**TEXTE PROPOSÉ:**
****************************************

Regards fuyants et hostiles, bruits étouffés, rues jonchées d’ordures et de carcasses de voitures calcinées, ruines de bâtiments encore fumantes : Port-Gentil s’est réveillée hagarde, dimanche 6 septembre, après sa troisième nuit d’émeutes postélectorales qui ont causé la mort de trois personnes, selon un nouveau bilan officiel.
La capitale pétrolière du Gabon, petite ville aux allures coloniales avec son secteur européen et ses quartiers « indigènes » séparés par un boulevard, a des allures de cité fantôme.
« D’un côté, la ville qui bouge, de l’autre la ville qui souffre », résume un Gabonais. Entre révolte politique et pillage crapuleux, les violences ont abouti à la mise à sac de près de la moitié de Port-Gentil.
Frondeuse, la cité qui a voté massivement pour l’opposant Pierre Mamboundou à la présidentielle du 30 août n’admet pas la victoire d’Ali Bongo.
« Ali tricheur », proclament des graffitis à côté d’affiches électorales lacérées du fils Bongo.
D’autres slogans reflètent une autre croyance fortement enracinée ici : le nouveau président ne serait pas « réellement Gabonais » mais il aurait été adopté, après sa naissance au Nigeria. Une fable, selon l’intéressé.
COUPÉE DU MONDE
A la fureur ambiante, à la peur engendrée par une violente répression, s’ajoute désormais une autre calamité, la faim.
L’état de siège n’a pas été décrété, mais la deuxième ville du Gabon n’en est pas loin de facto.
Dépourvue de toute liaison routière avec le reste du pays, elle est coupée du monde depuis la fermeture de son aéroport pour cause de troubles.
Dimanche matin, une vedette rapide en provenance de Libreville, premier service commercial depuis le début des émeutes, a débarqué quelques familles et des journalistes sur un quai presque désert, démentant les rumeurs d’un exode massif de la population.
Les commerces d’alimentation, la plupart aux mains d’étrangers, ont été pris pour cibles.
Certaines rues du quartier populaire de Grand Village ne sont plus que des alignements de baraques démolies.
« Les Libanais ont été visés systématiquement. Puis est venu le tour des Africains de l’Ouest, explique un habitant.
Aujourd’hui, il est difficile de trouver un grain de riz. » La pénurie touche aussi le carburant, les cartes téléphoniques. Les prix des produits de base ont décuplé.
Sur dix boulangeries de la ville, deux seulement ont rouvert dimanche. La première est signalée par une interminable file d’attente placée sous la surveillance de militaires cagoulés.
L’accès à la seconde est filtré par les gendarmes. « Tu as cassé, tu ne boufferas pas », dit s’être vu opposer un jeune en quête de pain.
« Ils veulent nous punir d’avoir voté pour le changement », analyse André Moukagni, premier adjoint au maire et responsable local de l’Union du peuple gabonais (UPG), le parti de Pierre Mamboundou.

****************************************

**DONNÉES BRUTES:**
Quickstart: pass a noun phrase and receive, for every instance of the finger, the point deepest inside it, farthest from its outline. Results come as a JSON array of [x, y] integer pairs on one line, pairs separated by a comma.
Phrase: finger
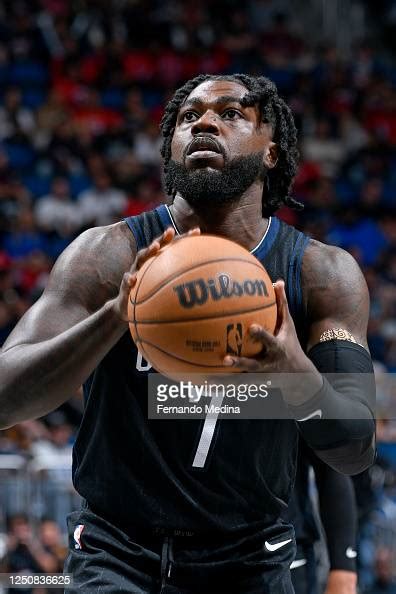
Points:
[[128, 281], [259, 334], [281, 305], [242, 363], [281, 298]]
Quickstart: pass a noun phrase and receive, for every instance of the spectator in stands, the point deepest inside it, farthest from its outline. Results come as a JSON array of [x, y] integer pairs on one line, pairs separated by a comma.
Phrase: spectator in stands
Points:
[[24, 551], [384, 582], [57, 212], [16, 122]]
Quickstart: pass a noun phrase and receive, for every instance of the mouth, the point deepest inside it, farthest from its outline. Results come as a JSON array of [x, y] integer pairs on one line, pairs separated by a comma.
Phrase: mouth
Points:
[[205, 146]]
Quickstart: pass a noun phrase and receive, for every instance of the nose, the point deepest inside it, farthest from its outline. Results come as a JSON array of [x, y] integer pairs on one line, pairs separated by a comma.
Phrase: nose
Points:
[[208, 122]]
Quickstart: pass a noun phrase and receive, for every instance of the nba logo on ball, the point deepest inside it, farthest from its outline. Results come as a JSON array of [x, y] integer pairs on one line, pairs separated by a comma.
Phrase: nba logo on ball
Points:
[[77, 536], [194, 302]]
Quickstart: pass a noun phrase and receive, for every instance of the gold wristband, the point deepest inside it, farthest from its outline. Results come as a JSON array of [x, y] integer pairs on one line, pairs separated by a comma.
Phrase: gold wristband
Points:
[[337, 334]]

****************************************

**CONSIGNES DE L'EXERCICE:**
1/ Recopiez mot pour mot le passage du texte sur Port-Gentil qui commence par « L’état de siège » et va jusqu'à « pris pour cibles. ».
2/ D'après le texte sur Port-Gentil, combien de boulangeries de la ville ont rouvert le dimanche ?

**RÉPONSES ATTENDUES:**
1/
L’état de siège n’a pas été décrété, mais la deuxième ville du Gabon n’en est pas loin de facto.
Dépourvue de toute liaison routière avec le reste du pays, elle est coupée du monde depuis la fermeture de son aéroport pour cause de troubles.
Dimanche matin, une vedette rapide en provenance de Libreville, premier service commercial depuis le début des émeutes, a débarqué quelques familles et des journalistes sur un quai presque désert, démentant les rumeurs d’un exode massif de la population.
Les commerces d’alimentation, la plupart aux mains d’étrangers, ont été pris pour cibles.

2/ Deux seulement, sur les dix que compte la ville.